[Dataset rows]
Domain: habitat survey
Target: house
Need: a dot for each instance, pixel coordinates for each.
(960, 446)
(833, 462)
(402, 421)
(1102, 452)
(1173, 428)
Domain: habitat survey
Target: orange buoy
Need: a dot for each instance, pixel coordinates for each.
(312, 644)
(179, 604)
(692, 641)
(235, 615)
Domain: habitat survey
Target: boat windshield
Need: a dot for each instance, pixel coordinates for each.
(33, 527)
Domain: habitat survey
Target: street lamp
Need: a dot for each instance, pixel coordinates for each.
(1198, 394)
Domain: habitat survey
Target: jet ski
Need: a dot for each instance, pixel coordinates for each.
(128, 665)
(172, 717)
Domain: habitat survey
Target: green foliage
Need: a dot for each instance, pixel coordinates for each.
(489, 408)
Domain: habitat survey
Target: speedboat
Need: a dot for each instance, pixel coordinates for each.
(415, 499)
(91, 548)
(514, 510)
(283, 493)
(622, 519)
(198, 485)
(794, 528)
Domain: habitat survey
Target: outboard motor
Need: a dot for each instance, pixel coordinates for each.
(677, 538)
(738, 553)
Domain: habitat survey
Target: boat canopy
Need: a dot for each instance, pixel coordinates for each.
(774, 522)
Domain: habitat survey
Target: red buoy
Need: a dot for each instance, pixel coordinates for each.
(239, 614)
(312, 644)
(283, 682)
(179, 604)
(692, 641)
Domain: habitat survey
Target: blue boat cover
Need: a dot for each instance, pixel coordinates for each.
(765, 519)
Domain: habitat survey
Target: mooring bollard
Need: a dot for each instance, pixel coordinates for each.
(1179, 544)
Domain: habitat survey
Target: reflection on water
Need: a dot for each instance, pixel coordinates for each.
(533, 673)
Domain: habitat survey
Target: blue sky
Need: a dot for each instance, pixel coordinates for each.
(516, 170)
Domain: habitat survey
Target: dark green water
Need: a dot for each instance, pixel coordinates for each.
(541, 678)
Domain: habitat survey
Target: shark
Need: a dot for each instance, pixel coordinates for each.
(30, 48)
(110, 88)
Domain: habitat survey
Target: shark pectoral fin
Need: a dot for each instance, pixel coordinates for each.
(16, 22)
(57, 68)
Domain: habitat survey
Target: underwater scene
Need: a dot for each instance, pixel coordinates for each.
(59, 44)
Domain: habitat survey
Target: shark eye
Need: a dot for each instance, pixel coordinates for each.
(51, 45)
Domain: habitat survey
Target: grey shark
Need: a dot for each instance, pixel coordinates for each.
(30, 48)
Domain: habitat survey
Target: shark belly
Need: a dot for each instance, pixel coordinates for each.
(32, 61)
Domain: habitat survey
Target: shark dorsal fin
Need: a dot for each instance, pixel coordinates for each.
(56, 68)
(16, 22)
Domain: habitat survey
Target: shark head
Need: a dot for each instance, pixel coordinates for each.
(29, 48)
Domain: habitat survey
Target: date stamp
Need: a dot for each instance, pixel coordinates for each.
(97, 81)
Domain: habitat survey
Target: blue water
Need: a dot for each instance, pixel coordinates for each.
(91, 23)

> _Task to carry out_: Your task is to repeat every line exactly.

> _The output_:
Domain: habitat survey
Target: house
Need: a dot for each instance, pixel coordinates for each.
(960, 446)
(833, 462)
(402, 421)
(1102, 452)
(1173, 428)
Domain: habitat survey
Target: orange buoy
Need: a dot for each instance, pixel coordinates for each.
(312, 644)
(179, 604)
(692, 641)
(235, 615)
Domain: habitat survey
Target: boat windshield
Need: a dot for each instance, pixel coordinates for each.
(33, 527)
Domain: habitat survey
Target: street lamp
Need: a dot for each instance, pixel coordinates for each.
(1198, 394)
Domain: habitat survey
Target: jet ski
Need: a dot for each instance, pixel coordinates for each.
(128, 665)
(172, 717)
Domain: habitat survey
Target: green foliage
Need: a dot for each instance, pixel coordinates for each.
(489, 408)
Domain: habitat survey
Target: speedboat
Need: a dot for each instance, pixel coordinates for each.
(415, 499)
(91, 548)
(514, 510)
(283, 493)
(622, 519)
(198, 485)
(794, 528)
Domain: habitat survey
Target: outboard motor
Need: a dot for each instance, pixel coordinates for each.
(677, 538)
(738, 553)
Domain: habitat survey
Target: boat canopy
Need: a dot for each instance, pixel coordinates for each.
(774, 522)
Domain: habitat survey
Target: red buoy
Need: a dot for each instance, pixel coordinates for each.
(239, 614)
(312, 644)
(283, 682)
(179, 604)
(692, 641)
Domain: habitat survey
Target: blue boat cover
Need: a dot for each instance, pixel coordinates for each.
(765, 519)
Domain: habitat survey
Target: mooring bollard
Need: a dot for each instance, pixel coordinates for each.
(1179, 544)
Domain: habitat survey
Target: reflection on water
Need: a dot for each instance, pixel coordinates for each.
(533, 673)
Domain: habitat survey
Target: blue sky
Need: a dot for each instance, pixel coordinates for each.
(516, 170)
Domain: habitat survey
Target: dark green water
Need: a dot for each instance, pixel coordinates for each.
(541, 678)
Domain: habitat survey
Target: shark
Need: a dot for each instance, pixel coordinates for each.
(30, 48)
(110, 88)
Domain: habitat survey
Target: shark pectoral fin
Need: a dot for each instance, pixel coordinates for each.
(16, 22)
(57, 68)
Domain: habitat survey
Target: underwater scene
Need: a dot for each instance, pixel coordinates for each.
(59, 44)
Domain: habitat survey
Target: shark eye
Need: a dot for each instance, pixel coordinates for each.
(51, 45)
Domain: habitat survey
Target: grey shark
Need: a dot for each instance, pixel coordinates for each.
(30, 48)
Domain: habitat survey
Target: shark belly
Need: a dot for each instance, pixel coordinates for each.
(32, 61)
Domain: habitat survey
Target: shark dorsal fin
Need: a dot for each instance, pixel coordinates for each.
(56, 68)
(16, 22)
Domain: habitat survey
Target: shark head
Need: a dot for each instance, pixel coordinates for each.
(29, 48)
Domain: habitat survey
Target: date stamp
Need: a dot for each instance, pixel coordinates for each.
(97, 81)
Domain: habitat survey
Target: blue water
Need: a dot for each instance, pixel coordinates for each.
(91, 23)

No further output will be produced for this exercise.